*What the task requires*
Please reproduce the text on physical and logical persistence word for word, from "let add_list = List.fold_left" up to and including "value candidates) removed)".

*Source text*
┄┄┄┄┄┄

Dynamic graphs are in a sense an optimization of self-adjusting computations in the same way logical persistence is an optimization of physical persistence
Lets say I have an backtracking algorithm that uses a set data structure. I have two implementation possibilities
- physical persistence : restore the data structure to its (physical) previous states
- logical persistence : store changes and restore them when I am backtracking (the sets will be represented by a different physical tree)
(* Physical persistence *)
let rec subsetsum = fun target candidates ->
match target with
| 0 -> Some []
| n when n > 0 ->
if IntSet.is_empty candidates then None
else
(
let value = IntSet.choose candidates in
let remaining_candidates = IntSet.remove value candidates in
match subsetsum (target - value) (IntSet.filter (fun x -> x <= target - value) remaining_candidates)
with
| None -> subsetsum target remaining_candidates
| Some list -> Some (value :: list)
)
| _ -> failwith "incorrect argument : negative target"
(* Logical persistence *)
let add_list = List.fold_left (fun s v -> IntSet.add v s)
let rec subsetsum = fun target candidates ->
match target with
| 0 -> Some []
| n when n < 0 || IntSet.is_empty candidates -> None
| _ ->
let value = IntSet.choose candidates in
let removed = IntSet.elements (IntSet.filter (fun x -> x > target - value) candidates) in
let candidates = IntSet.remove value (IntSet.filter (fun x -> x <= target - value) candidates) in
match subsetsum (target - value) candidates
with
| None -> subsetsum target (add_list (IntSet.add value candidates) removed)

┄┄┄┄┄┄

*Record extracts*
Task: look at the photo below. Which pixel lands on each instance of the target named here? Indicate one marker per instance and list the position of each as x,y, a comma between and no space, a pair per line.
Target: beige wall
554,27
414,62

┄┄┄┄┄┄

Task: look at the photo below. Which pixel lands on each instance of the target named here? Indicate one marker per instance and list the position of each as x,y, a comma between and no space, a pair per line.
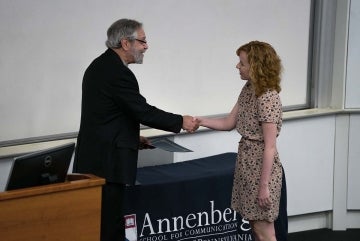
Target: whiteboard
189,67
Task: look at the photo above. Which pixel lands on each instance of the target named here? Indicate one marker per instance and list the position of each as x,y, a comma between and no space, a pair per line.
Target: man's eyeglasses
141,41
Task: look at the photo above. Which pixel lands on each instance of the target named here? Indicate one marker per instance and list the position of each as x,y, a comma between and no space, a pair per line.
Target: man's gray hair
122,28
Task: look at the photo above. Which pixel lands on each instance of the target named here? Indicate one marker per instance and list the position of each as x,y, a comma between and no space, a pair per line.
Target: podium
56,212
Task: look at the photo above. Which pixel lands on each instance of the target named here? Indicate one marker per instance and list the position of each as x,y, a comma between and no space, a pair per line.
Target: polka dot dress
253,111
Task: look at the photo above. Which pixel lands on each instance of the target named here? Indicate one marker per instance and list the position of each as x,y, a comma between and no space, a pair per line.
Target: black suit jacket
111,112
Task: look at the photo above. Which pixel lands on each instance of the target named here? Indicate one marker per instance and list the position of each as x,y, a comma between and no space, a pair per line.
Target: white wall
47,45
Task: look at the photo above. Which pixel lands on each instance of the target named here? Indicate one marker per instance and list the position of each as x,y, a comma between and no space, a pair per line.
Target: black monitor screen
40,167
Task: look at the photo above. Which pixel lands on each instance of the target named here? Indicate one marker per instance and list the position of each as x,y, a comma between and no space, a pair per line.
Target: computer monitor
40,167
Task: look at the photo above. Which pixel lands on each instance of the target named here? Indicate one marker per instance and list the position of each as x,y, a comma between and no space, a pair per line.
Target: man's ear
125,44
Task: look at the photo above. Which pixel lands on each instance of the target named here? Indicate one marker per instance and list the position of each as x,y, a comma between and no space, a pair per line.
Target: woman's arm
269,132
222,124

┄┄┄┄┄┄

*Result*
let add_list = List.fold_left (fun s v -> IntSet.add v s)
let rec subsetsum = fun target candidates ->
match target with
| 0 -> Some []
| n when n < 0 || IntSet.is_empty candidates -> None
| _ ->
let value = IntSet.choose candidates in
let removed = IntSet.elements (IntSet.filter (fun x -> x > target - value) candidates) in
let candidates = IntSet.remove value (IntSet.filter (fun x -> x <= target - value) candidates) in
match subsetsum (target - value) candidates
with
| None -> subsetsum target (add_list (IntSet.add value candidates) removed)